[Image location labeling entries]
------------------------

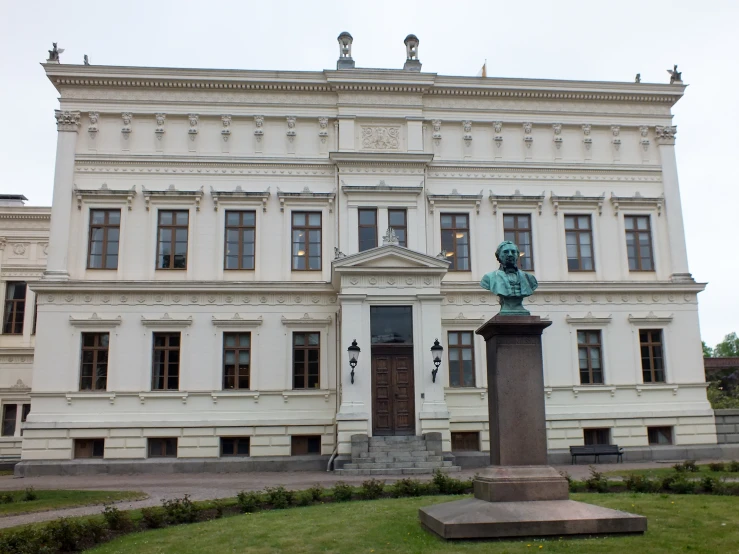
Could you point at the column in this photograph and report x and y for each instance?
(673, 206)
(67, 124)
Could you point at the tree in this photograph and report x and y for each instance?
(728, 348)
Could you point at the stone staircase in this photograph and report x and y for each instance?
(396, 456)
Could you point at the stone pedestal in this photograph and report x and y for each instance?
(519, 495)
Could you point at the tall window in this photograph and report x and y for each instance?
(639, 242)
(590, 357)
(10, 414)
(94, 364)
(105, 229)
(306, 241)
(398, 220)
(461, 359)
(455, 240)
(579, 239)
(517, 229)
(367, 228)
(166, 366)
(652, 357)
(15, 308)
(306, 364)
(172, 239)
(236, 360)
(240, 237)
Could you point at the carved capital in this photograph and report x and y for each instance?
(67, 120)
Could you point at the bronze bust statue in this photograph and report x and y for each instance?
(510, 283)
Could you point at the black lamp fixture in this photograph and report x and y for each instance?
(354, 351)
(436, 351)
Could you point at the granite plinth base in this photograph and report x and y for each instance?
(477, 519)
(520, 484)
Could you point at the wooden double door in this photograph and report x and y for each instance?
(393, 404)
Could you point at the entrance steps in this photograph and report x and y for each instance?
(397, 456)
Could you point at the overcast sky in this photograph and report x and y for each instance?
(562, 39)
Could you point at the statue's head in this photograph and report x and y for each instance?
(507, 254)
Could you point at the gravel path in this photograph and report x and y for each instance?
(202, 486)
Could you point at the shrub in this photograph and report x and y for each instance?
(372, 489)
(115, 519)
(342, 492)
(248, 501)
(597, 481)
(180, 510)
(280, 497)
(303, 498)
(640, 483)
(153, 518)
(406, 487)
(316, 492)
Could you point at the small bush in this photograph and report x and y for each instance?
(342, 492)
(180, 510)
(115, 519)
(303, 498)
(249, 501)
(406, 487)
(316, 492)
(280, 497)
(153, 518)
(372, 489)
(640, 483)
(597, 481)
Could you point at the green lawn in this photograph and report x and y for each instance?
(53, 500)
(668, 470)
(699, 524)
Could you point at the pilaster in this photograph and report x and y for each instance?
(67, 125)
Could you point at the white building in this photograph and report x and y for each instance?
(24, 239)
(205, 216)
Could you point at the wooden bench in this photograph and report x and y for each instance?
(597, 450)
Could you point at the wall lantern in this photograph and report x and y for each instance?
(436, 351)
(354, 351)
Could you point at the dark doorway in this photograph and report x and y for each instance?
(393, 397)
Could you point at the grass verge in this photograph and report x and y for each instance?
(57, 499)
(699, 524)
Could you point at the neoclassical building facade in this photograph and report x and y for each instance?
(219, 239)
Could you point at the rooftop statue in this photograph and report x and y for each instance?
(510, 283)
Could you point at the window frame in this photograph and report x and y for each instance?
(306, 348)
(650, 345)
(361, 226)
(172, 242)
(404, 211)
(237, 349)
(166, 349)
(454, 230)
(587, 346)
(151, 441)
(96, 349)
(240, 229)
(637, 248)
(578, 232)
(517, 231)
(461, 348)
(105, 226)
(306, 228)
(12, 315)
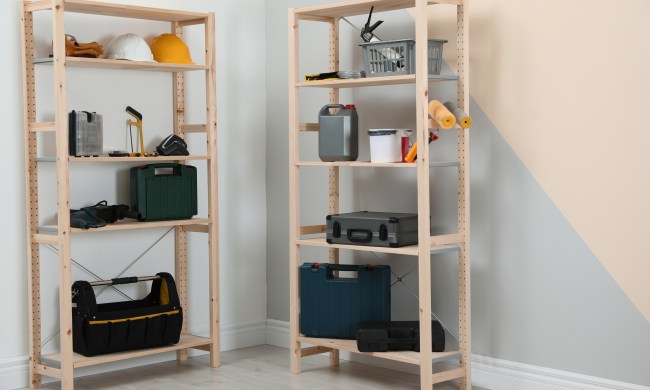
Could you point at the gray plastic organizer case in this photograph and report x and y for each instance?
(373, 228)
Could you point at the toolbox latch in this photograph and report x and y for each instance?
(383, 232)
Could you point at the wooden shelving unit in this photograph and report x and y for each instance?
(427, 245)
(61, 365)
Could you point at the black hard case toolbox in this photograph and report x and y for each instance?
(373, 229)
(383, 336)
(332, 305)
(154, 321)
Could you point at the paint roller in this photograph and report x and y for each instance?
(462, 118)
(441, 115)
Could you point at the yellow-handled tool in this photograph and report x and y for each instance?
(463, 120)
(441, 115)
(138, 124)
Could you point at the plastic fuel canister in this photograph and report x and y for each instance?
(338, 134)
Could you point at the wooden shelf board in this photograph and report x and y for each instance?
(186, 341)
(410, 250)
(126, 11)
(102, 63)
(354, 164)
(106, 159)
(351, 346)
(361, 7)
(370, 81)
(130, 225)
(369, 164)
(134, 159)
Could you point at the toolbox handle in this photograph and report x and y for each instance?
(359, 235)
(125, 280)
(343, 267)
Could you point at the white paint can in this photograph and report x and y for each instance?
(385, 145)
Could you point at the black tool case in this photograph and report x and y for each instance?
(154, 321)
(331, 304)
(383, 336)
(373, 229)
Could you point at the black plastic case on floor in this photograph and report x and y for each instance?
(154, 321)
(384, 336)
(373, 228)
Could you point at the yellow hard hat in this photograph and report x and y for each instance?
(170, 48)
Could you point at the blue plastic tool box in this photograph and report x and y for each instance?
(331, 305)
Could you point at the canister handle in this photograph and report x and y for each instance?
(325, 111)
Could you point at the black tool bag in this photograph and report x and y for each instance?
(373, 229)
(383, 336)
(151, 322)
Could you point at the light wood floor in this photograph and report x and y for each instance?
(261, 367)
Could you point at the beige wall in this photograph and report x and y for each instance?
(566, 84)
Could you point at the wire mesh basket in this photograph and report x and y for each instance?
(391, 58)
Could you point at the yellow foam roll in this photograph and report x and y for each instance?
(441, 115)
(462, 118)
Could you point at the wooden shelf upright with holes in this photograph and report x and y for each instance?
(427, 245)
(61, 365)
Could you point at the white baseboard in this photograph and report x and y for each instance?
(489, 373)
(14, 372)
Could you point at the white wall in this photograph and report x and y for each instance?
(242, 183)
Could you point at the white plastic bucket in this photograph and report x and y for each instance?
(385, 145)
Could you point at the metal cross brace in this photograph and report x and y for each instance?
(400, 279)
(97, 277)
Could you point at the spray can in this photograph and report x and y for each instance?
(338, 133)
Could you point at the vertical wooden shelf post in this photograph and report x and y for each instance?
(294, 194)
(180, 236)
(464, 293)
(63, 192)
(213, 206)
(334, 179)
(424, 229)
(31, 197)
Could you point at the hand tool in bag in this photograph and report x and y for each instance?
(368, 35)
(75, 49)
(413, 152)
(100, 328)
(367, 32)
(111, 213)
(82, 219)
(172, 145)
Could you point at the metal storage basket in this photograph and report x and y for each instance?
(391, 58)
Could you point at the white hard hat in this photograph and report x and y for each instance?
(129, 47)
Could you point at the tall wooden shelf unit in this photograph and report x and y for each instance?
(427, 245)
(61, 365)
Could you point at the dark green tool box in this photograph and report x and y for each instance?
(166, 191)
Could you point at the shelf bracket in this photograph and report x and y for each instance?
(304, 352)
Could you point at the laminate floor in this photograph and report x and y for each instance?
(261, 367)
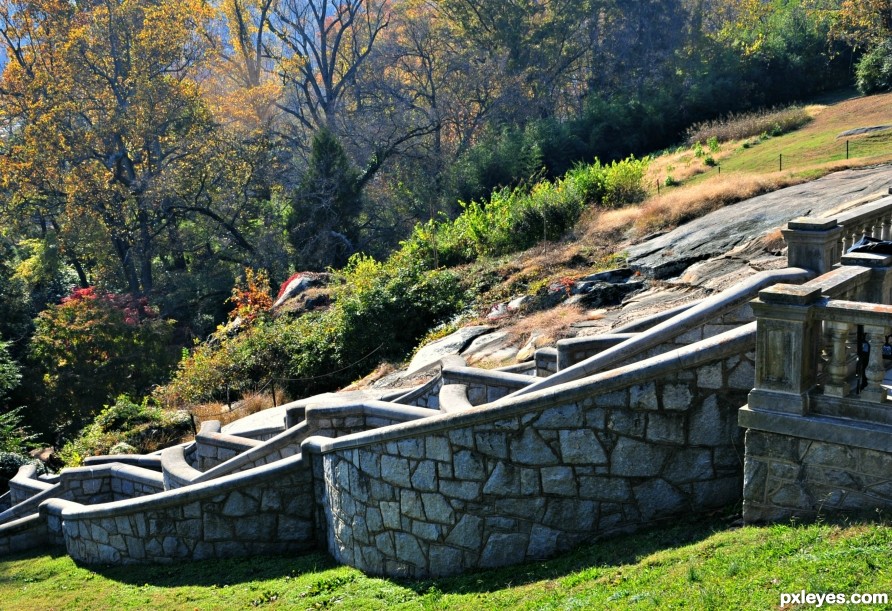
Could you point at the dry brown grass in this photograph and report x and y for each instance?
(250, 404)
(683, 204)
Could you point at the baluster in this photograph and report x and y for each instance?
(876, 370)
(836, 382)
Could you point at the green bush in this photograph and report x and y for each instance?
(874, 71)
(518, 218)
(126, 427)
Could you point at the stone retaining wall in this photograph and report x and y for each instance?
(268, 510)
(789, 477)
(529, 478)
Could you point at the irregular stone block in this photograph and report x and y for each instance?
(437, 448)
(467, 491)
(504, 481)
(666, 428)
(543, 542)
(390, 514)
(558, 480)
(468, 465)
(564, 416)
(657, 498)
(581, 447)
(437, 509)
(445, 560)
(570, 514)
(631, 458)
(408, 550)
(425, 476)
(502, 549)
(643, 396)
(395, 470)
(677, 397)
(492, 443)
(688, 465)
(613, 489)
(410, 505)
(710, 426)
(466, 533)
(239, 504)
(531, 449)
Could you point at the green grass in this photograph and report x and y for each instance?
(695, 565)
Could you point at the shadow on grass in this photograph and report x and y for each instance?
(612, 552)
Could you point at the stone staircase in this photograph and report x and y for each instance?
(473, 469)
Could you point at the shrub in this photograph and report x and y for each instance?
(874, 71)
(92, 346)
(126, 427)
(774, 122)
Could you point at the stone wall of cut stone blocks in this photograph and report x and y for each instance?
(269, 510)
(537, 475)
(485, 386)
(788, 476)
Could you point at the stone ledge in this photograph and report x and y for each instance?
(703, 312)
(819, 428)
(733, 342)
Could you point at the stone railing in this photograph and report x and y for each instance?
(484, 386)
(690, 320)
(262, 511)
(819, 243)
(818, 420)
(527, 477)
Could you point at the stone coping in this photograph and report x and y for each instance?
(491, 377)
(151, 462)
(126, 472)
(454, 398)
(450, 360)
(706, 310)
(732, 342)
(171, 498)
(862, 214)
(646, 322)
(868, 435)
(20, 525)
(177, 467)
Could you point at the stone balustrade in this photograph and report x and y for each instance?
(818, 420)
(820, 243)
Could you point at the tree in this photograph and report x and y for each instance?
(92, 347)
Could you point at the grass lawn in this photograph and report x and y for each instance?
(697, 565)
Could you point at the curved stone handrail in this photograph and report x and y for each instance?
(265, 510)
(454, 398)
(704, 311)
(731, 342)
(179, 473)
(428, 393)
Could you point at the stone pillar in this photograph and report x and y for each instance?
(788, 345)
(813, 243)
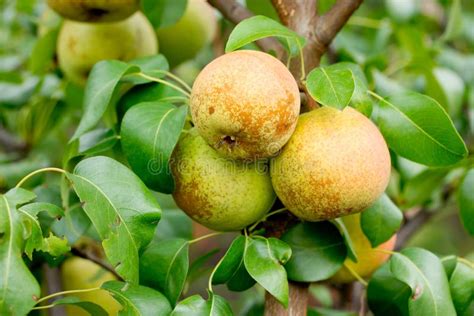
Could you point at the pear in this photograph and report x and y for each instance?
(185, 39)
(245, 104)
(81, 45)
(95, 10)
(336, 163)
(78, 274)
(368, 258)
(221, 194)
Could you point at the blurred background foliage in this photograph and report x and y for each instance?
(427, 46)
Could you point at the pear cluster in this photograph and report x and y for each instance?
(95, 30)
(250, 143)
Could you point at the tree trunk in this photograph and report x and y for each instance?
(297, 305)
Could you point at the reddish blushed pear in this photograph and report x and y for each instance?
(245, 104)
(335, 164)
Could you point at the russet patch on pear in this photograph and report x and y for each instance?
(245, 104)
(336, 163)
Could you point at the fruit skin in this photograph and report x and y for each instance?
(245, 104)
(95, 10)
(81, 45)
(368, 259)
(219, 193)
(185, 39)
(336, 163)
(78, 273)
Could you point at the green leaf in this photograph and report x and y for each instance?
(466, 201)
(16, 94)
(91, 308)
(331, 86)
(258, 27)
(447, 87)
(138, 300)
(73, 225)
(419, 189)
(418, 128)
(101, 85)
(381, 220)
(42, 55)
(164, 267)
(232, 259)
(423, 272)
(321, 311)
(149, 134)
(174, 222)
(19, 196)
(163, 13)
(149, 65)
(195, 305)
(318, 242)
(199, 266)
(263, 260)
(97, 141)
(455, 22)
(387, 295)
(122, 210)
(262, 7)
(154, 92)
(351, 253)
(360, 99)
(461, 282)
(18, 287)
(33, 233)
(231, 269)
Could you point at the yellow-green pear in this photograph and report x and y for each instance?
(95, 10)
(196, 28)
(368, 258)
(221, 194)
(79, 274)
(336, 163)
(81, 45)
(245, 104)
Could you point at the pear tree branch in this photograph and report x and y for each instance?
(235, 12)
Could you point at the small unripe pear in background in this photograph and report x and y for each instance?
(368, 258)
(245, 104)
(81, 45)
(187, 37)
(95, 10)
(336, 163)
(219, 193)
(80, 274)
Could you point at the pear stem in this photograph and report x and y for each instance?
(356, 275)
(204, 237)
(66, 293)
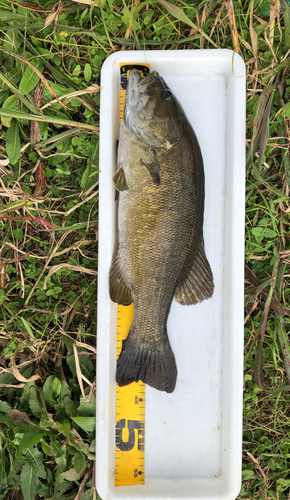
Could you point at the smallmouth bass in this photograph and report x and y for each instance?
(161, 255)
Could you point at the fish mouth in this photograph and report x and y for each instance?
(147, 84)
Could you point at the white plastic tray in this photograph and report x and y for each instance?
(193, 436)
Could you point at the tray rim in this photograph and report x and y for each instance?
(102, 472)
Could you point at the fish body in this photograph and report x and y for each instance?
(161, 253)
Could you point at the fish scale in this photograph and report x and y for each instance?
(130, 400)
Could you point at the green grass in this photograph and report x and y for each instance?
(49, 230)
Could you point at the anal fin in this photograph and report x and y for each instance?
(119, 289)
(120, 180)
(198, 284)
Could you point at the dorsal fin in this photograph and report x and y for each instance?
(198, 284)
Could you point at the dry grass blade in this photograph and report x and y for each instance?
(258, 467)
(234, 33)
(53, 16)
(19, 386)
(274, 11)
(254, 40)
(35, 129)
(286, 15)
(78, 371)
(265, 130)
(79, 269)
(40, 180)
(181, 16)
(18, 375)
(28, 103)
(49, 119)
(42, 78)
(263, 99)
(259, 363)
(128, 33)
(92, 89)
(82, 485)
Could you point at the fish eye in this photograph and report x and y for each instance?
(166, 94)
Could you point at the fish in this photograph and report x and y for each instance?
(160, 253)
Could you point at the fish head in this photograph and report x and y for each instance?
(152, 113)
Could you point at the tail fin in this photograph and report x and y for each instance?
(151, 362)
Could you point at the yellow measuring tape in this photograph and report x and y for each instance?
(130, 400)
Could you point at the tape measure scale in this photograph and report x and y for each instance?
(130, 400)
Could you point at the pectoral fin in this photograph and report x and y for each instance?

------------------------

| Task prompt |
Copy out, word for word, every line from the one containing "Could you point at the fish eye" through the last line of the items, both ends included.

| Result below |
Could you point at the fish eye in this photograph and report x and y for each instance?
(166, 94)
Could you point at the fish in this photograph and report x and y for each instance?
(160, 253)
Could you point at the fish head in this photograph and report x and y for each instance?
(152, 113)
Could you point at the tail fin in this photograph and report x and y for each instance?
(151, 362)
Could you point at the yellow measuring tape in this photograph and report x and y for each instance?
(130, 400)
Could you point at the tape measure scale in this photograph and report x and y for each instance?
(130, 400)
Could you point at the pectoral fin in this photograph and report x and y for each instance?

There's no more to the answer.